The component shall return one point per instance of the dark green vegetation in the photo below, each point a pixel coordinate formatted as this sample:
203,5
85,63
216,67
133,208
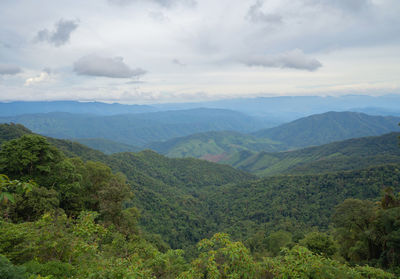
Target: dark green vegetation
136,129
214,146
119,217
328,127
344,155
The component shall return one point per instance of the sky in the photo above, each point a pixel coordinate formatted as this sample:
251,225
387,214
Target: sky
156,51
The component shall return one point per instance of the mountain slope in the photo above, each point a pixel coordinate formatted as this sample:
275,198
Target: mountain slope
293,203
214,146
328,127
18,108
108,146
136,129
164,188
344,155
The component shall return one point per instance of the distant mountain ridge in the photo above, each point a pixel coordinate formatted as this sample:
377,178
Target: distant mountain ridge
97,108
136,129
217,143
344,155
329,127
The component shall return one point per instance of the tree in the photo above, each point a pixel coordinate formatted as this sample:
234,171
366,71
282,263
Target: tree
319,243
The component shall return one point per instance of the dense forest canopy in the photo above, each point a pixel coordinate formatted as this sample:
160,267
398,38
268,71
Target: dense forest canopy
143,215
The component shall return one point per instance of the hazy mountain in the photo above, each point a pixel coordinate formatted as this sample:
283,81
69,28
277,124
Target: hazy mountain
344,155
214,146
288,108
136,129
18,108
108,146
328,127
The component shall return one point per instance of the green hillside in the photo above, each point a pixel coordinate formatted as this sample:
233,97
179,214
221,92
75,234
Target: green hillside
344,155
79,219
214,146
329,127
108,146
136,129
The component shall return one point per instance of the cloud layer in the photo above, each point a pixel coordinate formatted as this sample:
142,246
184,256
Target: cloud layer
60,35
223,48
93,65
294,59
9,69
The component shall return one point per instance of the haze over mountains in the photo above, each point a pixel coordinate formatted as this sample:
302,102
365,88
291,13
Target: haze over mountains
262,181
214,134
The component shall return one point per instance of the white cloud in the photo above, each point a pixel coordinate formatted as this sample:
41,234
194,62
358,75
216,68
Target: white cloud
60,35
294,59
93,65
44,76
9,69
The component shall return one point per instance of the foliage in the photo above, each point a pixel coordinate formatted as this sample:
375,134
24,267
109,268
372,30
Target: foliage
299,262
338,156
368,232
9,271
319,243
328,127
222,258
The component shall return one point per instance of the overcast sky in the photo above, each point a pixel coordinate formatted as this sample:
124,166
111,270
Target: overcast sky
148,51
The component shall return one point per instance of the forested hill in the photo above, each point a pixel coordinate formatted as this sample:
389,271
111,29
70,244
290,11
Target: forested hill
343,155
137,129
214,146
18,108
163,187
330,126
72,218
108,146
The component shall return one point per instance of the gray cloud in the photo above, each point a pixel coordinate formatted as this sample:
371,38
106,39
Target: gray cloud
================================
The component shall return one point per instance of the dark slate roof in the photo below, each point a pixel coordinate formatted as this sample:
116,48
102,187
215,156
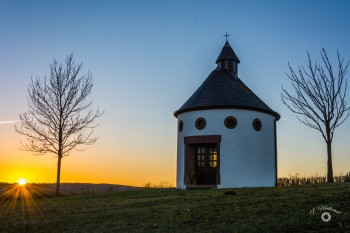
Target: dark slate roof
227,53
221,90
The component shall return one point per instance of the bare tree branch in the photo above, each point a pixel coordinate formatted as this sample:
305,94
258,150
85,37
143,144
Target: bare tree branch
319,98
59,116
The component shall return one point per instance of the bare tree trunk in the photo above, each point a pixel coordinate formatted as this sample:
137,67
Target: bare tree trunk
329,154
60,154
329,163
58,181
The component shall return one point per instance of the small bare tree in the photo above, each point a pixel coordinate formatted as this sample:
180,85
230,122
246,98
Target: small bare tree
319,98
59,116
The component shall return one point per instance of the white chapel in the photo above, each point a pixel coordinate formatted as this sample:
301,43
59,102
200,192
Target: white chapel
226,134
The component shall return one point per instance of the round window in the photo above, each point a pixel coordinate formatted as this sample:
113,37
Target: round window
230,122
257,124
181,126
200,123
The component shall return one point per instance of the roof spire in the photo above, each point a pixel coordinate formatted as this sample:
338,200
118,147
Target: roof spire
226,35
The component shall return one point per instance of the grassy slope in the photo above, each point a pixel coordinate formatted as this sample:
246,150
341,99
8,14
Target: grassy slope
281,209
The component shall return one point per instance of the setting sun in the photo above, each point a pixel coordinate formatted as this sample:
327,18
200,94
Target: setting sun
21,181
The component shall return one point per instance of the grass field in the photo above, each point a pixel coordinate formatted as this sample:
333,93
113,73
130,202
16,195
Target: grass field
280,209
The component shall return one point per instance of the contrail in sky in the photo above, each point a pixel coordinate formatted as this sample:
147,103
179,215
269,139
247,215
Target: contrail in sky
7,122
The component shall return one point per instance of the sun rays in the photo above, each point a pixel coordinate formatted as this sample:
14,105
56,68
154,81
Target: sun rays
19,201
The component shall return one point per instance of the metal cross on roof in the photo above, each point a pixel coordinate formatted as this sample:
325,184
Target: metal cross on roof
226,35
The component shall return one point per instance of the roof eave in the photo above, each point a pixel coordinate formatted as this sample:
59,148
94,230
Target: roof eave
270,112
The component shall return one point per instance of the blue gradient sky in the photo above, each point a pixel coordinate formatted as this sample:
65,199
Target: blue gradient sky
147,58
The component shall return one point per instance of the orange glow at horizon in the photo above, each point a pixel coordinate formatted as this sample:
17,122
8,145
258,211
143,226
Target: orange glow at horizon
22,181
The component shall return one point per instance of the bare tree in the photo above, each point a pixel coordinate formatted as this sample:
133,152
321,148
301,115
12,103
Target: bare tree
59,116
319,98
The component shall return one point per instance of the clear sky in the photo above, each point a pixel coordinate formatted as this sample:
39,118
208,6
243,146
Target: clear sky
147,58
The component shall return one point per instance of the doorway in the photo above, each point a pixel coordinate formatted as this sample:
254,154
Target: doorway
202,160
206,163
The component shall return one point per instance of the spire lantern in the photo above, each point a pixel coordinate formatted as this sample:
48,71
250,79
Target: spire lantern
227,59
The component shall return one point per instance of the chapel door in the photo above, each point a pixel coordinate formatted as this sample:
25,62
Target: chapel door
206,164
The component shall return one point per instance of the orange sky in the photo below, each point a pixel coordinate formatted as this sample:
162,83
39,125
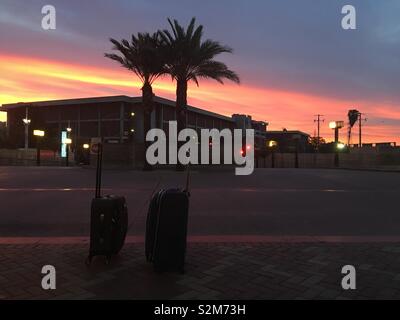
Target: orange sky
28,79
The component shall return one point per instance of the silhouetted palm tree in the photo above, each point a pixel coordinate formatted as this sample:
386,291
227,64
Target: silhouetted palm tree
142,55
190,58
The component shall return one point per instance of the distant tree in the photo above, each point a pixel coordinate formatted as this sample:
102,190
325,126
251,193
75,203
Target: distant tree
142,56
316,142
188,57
================================
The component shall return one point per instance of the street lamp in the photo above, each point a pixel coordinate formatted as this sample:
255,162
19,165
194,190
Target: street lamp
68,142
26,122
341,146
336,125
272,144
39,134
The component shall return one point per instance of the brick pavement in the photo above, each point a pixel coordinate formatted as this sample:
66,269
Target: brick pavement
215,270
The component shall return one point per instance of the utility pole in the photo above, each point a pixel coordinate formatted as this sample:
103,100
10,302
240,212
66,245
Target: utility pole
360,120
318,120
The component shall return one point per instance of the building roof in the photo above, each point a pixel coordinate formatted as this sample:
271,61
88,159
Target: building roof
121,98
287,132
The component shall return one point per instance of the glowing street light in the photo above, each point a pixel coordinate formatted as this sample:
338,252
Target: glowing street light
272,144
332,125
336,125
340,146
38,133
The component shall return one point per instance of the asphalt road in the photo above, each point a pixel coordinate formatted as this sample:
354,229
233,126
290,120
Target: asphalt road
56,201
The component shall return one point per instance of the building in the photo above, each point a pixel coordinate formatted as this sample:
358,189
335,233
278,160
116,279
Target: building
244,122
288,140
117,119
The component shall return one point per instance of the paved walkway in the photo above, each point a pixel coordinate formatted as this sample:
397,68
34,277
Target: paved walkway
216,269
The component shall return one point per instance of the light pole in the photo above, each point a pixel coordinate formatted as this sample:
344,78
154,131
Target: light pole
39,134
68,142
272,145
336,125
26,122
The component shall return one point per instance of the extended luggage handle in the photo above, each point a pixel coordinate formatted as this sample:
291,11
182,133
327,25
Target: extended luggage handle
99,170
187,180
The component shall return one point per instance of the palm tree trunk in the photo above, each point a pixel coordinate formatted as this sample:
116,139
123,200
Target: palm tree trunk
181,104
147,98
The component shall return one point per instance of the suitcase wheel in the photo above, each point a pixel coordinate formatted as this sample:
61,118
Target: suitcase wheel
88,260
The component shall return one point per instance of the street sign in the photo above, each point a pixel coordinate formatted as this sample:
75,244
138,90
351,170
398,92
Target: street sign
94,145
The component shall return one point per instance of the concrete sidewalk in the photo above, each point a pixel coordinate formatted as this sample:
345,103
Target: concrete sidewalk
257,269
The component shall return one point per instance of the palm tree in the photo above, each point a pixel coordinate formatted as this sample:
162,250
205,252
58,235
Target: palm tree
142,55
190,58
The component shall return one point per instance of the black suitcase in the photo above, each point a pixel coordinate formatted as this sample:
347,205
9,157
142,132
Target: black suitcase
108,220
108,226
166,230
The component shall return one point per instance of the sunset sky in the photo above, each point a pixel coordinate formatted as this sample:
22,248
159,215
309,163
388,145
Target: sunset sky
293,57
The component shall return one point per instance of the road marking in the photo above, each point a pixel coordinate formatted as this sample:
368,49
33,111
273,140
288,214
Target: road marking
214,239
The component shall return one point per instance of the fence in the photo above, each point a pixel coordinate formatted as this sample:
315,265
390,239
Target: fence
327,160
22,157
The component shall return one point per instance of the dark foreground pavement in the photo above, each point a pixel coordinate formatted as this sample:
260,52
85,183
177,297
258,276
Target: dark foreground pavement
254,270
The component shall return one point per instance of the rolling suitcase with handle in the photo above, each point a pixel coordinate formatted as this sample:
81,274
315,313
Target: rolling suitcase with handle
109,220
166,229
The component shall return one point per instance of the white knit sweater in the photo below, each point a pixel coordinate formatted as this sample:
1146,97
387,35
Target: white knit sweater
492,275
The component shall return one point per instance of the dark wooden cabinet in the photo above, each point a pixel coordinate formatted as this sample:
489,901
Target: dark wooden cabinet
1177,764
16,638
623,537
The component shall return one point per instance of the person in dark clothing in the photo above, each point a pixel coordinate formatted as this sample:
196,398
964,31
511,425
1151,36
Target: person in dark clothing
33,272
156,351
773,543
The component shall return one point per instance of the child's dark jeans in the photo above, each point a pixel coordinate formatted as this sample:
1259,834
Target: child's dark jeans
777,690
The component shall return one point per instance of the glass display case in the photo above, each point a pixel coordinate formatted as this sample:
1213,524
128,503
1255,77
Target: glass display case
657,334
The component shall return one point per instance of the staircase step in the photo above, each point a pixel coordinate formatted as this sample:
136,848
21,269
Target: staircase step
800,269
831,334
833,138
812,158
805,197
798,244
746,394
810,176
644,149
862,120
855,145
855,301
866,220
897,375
================================
Pull out every line of the records that contains the word "paved", and copy each one in full.

▶ [Task result]:
The component shall return one point per instance of the paved walkway in the photo above, each point a pixel coordinate formatted as this sample:
Target: paved walkway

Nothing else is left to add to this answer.